:: WHAT THE TASK ASKS ::
Once the lines below holding the string "drop" are counted, give that number alone.

• • • • • • •

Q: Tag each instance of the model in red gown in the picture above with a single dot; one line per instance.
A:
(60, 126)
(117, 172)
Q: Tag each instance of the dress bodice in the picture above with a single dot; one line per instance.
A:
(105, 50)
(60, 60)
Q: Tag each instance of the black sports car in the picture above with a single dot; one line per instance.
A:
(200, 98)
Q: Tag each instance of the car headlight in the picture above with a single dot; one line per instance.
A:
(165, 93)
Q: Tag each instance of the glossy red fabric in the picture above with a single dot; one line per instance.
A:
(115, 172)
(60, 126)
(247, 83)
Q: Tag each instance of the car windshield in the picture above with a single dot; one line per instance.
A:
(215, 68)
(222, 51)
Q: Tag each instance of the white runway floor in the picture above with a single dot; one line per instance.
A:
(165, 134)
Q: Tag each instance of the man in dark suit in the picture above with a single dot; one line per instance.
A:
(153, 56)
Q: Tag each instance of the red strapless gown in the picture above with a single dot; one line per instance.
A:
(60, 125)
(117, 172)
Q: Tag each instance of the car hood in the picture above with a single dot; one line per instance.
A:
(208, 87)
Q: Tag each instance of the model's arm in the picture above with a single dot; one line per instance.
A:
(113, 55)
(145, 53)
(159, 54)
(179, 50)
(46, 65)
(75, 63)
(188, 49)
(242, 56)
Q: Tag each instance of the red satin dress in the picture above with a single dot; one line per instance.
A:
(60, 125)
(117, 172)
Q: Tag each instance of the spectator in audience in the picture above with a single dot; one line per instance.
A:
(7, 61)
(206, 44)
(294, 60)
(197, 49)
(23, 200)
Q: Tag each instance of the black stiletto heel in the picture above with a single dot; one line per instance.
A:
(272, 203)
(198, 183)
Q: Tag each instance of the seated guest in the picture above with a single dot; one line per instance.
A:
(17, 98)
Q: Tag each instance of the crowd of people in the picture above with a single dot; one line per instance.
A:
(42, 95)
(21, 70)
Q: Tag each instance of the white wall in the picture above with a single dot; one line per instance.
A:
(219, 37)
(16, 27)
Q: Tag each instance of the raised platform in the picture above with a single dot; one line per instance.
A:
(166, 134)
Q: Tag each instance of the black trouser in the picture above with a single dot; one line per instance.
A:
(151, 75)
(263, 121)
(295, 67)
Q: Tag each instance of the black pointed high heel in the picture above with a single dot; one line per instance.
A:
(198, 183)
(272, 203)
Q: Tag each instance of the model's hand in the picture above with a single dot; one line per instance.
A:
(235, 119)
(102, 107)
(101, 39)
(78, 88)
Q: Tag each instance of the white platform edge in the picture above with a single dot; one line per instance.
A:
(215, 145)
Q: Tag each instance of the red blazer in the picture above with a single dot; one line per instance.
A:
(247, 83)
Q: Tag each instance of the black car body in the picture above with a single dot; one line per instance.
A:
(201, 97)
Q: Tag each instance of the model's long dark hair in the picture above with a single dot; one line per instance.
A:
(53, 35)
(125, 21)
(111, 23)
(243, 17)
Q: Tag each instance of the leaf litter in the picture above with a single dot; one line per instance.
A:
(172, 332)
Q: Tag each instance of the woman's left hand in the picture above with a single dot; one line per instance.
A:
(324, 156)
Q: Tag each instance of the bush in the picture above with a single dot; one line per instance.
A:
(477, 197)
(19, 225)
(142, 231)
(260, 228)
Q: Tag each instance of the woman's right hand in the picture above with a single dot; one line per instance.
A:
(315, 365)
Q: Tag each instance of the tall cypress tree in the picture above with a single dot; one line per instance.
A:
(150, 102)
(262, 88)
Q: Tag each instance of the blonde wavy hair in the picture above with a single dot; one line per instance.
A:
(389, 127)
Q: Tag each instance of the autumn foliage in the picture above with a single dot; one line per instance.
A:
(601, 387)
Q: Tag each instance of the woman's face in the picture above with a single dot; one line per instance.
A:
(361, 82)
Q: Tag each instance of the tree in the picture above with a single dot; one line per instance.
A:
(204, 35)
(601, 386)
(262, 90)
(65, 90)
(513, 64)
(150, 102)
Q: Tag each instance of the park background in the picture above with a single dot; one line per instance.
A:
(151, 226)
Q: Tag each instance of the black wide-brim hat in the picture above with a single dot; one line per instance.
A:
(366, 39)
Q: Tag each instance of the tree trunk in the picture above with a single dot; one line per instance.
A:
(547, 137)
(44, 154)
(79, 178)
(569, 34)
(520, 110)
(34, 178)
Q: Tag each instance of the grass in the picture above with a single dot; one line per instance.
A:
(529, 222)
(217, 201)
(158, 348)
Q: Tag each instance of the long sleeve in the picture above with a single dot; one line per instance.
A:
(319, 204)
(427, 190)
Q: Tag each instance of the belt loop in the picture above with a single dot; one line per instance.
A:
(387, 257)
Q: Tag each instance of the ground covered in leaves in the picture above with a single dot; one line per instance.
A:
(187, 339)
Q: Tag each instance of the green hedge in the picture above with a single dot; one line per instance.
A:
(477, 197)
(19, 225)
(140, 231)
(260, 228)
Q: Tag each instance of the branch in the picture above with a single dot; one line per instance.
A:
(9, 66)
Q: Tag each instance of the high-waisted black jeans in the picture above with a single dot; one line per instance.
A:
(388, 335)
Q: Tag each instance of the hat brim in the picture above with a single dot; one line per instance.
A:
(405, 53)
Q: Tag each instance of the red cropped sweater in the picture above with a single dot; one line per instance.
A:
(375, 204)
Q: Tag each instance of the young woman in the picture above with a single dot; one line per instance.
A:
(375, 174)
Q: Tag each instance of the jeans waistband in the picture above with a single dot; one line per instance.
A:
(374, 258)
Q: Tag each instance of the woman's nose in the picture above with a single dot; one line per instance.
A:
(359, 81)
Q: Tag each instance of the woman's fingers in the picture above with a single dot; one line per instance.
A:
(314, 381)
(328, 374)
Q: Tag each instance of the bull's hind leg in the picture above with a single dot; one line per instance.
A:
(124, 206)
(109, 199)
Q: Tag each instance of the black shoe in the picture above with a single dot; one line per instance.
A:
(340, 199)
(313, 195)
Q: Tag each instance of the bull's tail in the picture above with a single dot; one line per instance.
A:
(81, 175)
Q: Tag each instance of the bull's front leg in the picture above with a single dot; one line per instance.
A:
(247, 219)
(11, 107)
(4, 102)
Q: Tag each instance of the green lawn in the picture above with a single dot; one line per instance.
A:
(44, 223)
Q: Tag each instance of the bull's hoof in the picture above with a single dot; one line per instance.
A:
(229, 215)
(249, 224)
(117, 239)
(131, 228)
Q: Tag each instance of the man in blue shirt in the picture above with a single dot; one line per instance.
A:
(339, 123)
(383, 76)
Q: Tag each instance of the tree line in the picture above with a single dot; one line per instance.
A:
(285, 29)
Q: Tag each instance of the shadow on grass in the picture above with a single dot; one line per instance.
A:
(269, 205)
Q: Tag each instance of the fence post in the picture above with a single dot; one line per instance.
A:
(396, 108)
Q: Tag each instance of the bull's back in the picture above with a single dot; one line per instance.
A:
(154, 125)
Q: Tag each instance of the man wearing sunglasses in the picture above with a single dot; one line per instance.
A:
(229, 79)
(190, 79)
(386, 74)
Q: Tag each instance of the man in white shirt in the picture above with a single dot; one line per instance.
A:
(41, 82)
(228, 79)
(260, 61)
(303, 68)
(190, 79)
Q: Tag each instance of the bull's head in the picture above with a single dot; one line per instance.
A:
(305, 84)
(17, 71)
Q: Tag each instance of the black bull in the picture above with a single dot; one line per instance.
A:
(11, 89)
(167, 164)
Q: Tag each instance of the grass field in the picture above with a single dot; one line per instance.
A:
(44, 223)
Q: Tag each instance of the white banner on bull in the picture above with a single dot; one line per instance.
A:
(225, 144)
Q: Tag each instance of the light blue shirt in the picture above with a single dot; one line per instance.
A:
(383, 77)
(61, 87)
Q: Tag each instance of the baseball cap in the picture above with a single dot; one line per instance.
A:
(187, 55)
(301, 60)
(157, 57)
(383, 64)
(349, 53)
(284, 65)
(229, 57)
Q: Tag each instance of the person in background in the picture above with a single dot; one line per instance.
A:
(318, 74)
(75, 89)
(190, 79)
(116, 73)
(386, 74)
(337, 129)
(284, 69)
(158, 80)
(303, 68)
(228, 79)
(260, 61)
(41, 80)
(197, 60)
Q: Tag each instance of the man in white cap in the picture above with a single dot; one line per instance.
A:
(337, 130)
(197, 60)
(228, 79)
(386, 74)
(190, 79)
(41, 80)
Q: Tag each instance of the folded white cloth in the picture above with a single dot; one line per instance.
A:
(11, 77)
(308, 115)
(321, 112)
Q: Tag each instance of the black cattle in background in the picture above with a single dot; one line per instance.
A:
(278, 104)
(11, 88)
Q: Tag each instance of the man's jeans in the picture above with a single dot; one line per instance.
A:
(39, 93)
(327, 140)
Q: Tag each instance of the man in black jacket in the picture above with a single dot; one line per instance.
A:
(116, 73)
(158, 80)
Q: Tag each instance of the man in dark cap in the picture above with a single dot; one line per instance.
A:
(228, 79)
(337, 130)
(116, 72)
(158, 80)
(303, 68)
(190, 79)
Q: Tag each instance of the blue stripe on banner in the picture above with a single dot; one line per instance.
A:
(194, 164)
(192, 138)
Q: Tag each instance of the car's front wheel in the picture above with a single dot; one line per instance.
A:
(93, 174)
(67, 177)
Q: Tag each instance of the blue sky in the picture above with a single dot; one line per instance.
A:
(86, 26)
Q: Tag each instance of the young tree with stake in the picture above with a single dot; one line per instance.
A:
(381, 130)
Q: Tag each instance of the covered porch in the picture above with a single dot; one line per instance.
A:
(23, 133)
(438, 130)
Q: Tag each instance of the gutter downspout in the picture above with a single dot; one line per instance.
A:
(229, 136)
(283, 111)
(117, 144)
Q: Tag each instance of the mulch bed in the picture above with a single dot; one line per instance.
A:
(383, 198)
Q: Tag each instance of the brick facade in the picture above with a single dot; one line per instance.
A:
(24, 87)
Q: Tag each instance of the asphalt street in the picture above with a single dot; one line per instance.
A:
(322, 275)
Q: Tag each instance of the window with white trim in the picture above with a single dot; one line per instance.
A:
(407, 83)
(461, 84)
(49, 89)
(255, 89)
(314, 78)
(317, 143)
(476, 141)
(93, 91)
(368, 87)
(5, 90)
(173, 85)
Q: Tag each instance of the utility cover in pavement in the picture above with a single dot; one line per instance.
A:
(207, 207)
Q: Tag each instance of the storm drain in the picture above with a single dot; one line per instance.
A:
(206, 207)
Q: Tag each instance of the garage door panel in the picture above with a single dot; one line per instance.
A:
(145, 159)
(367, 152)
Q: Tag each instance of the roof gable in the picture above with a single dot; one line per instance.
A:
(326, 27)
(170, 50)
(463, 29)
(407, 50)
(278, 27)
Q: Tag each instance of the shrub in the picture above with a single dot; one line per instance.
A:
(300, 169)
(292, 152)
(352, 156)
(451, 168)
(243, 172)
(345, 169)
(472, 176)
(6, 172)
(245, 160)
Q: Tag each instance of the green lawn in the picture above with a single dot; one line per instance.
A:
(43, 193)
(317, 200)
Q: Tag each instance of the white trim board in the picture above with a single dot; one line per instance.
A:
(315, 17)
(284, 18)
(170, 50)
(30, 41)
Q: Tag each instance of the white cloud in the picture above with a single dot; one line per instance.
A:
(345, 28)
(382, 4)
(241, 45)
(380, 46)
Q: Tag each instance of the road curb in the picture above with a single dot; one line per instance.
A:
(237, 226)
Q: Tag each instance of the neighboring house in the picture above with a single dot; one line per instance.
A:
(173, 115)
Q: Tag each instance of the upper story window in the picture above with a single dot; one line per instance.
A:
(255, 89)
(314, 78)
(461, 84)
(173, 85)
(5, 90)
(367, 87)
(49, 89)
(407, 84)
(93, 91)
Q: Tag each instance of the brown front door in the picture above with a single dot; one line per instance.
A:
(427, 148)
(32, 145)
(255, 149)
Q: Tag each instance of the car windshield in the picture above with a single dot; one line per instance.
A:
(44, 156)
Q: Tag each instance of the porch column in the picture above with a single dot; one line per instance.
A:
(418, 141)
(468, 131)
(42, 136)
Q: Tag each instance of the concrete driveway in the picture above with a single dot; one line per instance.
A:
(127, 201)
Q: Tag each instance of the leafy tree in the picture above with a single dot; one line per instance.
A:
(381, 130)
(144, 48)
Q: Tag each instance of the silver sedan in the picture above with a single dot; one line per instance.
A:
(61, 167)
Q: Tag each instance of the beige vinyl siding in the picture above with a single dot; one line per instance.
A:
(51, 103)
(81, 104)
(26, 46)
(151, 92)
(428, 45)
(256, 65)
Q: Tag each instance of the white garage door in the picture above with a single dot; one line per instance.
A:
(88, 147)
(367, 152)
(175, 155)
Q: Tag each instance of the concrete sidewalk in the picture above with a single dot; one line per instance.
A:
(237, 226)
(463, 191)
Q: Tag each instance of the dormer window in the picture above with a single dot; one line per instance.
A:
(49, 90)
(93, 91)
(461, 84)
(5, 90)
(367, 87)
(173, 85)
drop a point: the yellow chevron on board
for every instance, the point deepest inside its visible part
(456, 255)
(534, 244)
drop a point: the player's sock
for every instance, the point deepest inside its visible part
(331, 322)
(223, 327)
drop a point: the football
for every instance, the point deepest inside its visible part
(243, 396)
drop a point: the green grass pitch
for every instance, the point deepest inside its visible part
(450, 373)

• • • • • • •

:: RESULT OF THIS EXERCISE ::
4